======== Reading passage

I will speak briefly because time is marching on, and I did not have the privilege of serving on what I believe must have been a fascinating Public Bill Committee. Coming to this quite new, I urge the Opposition to drop their proposal to push new clause 1, which I do not think the Government are supporting. I completely understand where they are coming from, and had the Government not come up with their latest proposal, I would in fact have supported new clause 1. However, I believe the Government’s proposal trumps what the Opposition are suggesting. It is unfortunate, when we are trying to send a unified message to those in the world who are watching these deliberations, that there is or is perceived to be some artificial division between us, when I do not think there really is one. I therefore urge the Opposition to look again at withdrawing new clause 1.

It is important to get the Bill through without the threat of judicial review or—I am not a lawyer—any other kind of legal challenge. We must aim for the wildlife conference in October, and it is absolutely critical that we enable the Bill to be passed before then. At the wildlife conference, which is designed to protect the elephant, I hope, as a former Minister for Asia, that we will cover Indian elephants, because we tend to concentrate more on Africa than elsewhere. I saw a programme the other day about what is happening to elephants because of logging: there is no use for them, and they are therefore abused, killed or whatever. I hope that the wildlife conference, rather than just discussing the issue of elephants being killed for their ivory, also looks more holistically at the role of an elephant in such communities and at how we can better support them.

As I say, I have come to this quite late, but I believe there are still outstanding issues. I am sure those issues will be addressed in tremendous detail in the other place, not least the subject of compensation for some collectors, the measures on antiques and the proposals put forward by the antiques trade, which I think need to be looked at again, as well as the charges to exemption certificates. I am sure such points have been well articulated in Committee, and I have absolutely no doubt that they will be looked at more closely again in the other place; the point of the other place is to look at such issues in great detail.

I believe the principle of what the Government are seeking with the Bill is absolutely right. It is one of those rare occasions when the House is unified on something that will have huge popularity well beyond the Chamber.

Owen Paterson Portrait Mr Paterson
- Hansard - - - Excerpts

Am I right to say, as a summary of the position of those involved in the antiques trade, that they find that the Bill is tough but fair and that they would not like it tightened up any further? For speed, should we advise those in the other place not to spend too much time changing the Bill? Speed is of the essence in getting it through before the conference.

================

[Required action 1]
In the debate excerpt, which elephants does the speaker hope the wildlife conference will cover?
[Required action 2]
Reproduce the debate excerpt starting at "I will speak" and ending at "withdrawing new clause 1.", swapping "fascinating" for "interesting".
The entries have nothing to do with this debate excerpt.

======== Provided information

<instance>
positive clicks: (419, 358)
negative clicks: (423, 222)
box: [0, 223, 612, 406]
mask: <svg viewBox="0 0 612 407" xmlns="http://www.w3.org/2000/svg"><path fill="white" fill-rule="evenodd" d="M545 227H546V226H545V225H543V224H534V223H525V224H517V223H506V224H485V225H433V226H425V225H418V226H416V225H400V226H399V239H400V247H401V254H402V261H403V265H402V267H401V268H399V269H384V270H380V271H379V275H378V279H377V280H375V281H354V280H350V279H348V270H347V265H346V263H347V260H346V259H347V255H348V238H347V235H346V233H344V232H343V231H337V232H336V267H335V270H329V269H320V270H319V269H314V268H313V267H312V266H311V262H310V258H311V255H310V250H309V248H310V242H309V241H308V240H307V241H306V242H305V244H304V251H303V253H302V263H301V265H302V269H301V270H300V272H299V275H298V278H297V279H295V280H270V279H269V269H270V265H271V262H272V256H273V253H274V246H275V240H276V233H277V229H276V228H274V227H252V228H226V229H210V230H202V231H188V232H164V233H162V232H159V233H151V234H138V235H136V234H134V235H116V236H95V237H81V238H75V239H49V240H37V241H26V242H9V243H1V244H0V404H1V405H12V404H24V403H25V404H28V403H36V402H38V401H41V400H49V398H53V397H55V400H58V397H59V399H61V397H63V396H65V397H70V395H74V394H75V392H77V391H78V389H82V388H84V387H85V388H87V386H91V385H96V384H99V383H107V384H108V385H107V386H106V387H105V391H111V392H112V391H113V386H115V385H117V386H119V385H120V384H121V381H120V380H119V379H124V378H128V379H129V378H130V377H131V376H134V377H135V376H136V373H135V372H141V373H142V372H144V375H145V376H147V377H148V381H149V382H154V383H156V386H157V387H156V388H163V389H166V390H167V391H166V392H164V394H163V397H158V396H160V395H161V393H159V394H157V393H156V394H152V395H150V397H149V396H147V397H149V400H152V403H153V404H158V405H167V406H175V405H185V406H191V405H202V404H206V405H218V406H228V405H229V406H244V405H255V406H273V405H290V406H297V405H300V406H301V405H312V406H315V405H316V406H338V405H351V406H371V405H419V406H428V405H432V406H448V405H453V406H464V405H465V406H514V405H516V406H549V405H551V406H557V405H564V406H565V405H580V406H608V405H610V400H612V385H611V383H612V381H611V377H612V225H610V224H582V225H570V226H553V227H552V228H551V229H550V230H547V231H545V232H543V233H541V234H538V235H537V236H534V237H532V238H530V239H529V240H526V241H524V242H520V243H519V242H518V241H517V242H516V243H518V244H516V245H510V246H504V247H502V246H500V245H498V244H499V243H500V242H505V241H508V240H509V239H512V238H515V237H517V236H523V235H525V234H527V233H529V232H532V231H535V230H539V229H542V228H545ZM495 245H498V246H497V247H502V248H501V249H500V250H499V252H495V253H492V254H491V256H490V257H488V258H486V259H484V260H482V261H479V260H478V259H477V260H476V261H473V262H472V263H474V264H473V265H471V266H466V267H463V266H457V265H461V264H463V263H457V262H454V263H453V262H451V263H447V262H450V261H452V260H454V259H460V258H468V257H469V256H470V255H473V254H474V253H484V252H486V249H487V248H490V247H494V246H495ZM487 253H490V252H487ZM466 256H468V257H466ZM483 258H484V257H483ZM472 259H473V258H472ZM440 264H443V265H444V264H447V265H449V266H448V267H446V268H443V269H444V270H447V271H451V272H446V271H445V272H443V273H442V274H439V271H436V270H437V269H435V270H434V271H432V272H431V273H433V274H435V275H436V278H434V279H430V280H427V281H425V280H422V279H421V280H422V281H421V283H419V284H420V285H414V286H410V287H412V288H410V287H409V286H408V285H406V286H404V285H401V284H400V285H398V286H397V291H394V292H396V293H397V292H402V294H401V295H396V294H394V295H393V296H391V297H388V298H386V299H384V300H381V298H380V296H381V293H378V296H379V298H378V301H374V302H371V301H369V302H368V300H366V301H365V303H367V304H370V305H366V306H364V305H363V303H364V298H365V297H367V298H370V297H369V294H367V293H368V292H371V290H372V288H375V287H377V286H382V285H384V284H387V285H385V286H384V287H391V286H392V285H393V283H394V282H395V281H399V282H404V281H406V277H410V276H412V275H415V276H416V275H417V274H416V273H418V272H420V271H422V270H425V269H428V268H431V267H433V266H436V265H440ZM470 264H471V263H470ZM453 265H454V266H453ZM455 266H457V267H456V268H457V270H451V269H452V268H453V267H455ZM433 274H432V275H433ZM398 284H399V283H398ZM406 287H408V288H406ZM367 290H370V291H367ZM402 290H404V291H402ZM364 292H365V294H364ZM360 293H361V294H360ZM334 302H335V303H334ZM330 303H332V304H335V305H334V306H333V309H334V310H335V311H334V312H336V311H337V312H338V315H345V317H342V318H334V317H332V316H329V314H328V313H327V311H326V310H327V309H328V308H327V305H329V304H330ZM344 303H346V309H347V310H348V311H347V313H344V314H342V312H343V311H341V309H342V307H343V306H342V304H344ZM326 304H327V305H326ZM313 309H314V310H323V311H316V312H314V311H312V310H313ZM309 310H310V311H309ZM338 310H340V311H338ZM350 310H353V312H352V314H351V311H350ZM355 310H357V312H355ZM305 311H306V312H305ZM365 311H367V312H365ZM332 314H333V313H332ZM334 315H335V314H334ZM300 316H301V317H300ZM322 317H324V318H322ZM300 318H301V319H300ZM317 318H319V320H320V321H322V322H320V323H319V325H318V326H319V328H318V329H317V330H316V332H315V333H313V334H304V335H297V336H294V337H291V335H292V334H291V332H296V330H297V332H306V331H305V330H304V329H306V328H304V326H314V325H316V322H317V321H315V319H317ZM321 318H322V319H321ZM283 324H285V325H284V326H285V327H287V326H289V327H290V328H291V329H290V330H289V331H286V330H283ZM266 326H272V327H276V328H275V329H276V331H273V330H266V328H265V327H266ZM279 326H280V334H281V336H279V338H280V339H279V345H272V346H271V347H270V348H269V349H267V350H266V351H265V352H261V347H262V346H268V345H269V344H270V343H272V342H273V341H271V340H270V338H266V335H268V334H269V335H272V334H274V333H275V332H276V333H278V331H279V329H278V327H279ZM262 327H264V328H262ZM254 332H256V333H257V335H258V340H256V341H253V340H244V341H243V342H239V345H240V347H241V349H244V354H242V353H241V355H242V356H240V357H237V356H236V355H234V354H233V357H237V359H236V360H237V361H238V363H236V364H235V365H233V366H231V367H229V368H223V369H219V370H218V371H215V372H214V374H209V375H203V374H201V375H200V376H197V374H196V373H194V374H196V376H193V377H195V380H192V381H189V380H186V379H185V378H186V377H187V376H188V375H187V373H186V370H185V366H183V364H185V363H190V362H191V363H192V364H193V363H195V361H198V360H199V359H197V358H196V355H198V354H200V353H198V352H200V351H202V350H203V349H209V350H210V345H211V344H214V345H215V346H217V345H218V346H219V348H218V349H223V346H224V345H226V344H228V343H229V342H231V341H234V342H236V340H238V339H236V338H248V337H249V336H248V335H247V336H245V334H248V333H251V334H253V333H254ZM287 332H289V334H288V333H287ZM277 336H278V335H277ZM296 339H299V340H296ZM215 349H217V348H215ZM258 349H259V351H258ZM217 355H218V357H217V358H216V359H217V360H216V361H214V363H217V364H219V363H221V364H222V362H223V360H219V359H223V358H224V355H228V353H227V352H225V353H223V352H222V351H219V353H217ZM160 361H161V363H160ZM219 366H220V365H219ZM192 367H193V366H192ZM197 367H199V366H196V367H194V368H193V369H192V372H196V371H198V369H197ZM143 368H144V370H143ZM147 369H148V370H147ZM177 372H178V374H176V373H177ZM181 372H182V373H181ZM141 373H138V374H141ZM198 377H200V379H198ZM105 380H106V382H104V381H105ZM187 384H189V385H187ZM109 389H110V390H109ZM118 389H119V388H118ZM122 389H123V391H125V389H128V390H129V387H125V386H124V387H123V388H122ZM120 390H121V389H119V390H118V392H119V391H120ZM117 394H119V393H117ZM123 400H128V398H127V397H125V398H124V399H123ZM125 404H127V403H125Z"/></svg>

================

[Your response 1]
Indian elephants.

[Your response 2]
I will speak briefly because time is marching on, and I did not have the privilege of serving on what I believe must have been a interesting Public Bill Committee. Coming to this quite new, I urge the Opposition to drop their proposal to push new clause 1, which I do not think the Government are supporting. I completely understand where they are coming from, and had the Government not come up with their latest proposal, I would in fact have supported new clause 1. However, I believe the Government’s proposal trumps what the Opposition are suggesting. It is unfortunate, when we are trying to send a unified message to those in the world who are watching these deliberations, that there is or is perceived to be some artificial division between us, when I do not think there really is one. I therefore urge the Opposition to look again at withdrawing new clause 1.